### Text block
══════
Ramadan has taken on the role of public intellectual in the West — to be distinguished from the many scholars-turned-TV gurus who appear on screen as experts providing analysis on demand. Like Bertrand Russel and, more recently, Edward Said, Ramadan is a public intellectual who is actively engaged in society, utilising the public sphere together with accessible language to popularise his ideas. While Said wrote in newspapers, Ramadan gives public addresses. In its political as opposed to theological register, his work revolves around the notion that Muslims in the West can remain true to both their faith and their (non-Muslim) nation, combining both allegiances without contradiction or conflict. From the standpoint of an activist, indeed, this is far less radical than the thought of Marx or even Mill, favouring, as it does, reconciliation over revolution.
══════
### Work to complete
(1) In the passage about Ramadan, how does Ramadan share his ideas, in contrast to Said writing in newspapers?
(2) Do these statements agree with the passage about Ramadan? (a) Ramadan's political work holds that Muslims in the West must choose between their faith and their nation. (b) The passage calls Ramadan's thought more radical than that of Marx. (c) Ramadan uses accessible language to spread his ideas.
The items come from a separate source, unrelated to the passage about Ramadan.
══════
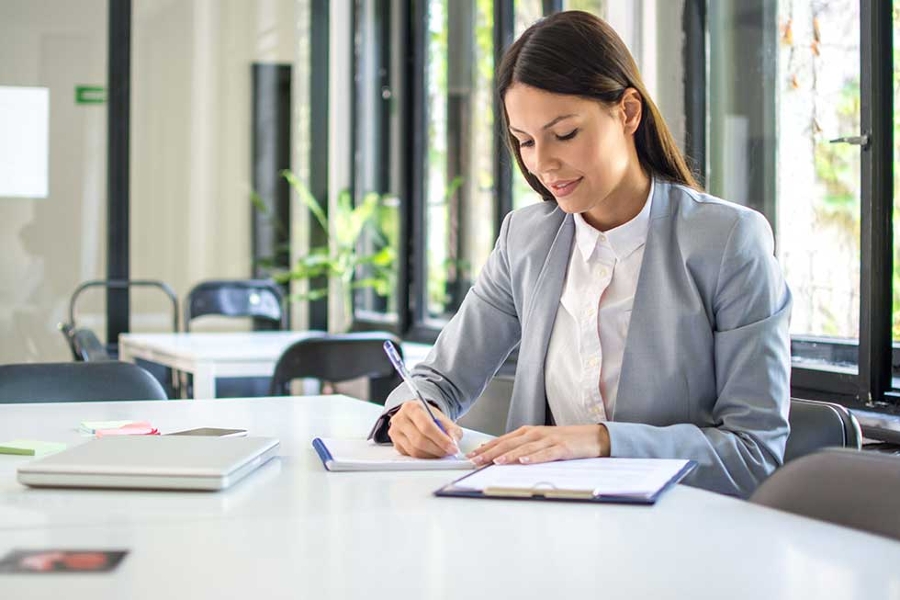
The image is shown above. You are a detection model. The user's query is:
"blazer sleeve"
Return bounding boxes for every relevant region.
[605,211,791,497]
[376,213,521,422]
══════
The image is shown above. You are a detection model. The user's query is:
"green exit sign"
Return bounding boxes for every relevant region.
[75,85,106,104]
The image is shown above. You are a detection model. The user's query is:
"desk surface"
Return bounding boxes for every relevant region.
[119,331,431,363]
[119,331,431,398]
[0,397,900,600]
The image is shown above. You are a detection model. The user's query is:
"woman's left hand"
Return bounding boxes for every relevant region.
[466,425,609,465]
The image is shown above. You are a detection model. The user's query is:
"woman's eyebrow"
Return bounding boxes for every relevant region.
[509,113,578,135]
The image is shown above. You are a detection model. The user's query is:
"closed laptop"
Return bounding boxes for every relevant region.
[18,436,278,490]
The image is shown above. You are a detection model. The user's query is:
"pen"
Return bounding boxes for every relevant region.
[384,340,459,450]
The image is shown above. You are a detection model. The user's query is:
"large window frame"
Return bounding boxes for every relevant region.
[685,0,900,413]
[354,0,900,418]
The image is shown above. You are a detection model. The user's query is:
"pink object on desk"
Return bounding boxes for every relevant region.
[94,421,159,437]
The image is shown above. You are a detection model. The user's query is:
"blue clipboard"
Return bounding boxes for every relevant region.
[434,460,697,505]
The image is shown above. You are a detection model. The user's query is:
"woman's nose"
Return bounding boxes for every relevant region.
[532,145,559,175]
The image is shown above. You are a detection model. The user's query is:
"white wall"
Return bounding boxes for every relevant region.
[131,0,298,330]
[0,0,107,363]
══════
### Answers for the tasks
(1) He gives public addresses.

(2)
(a) No: "combining both allegiances without contradiction or conflict"
(b) No: "this is far less radical than the thought of Marx or even Mill"
(c) Yes: "utilising the public sphere together with accessible language to popularise his ideas"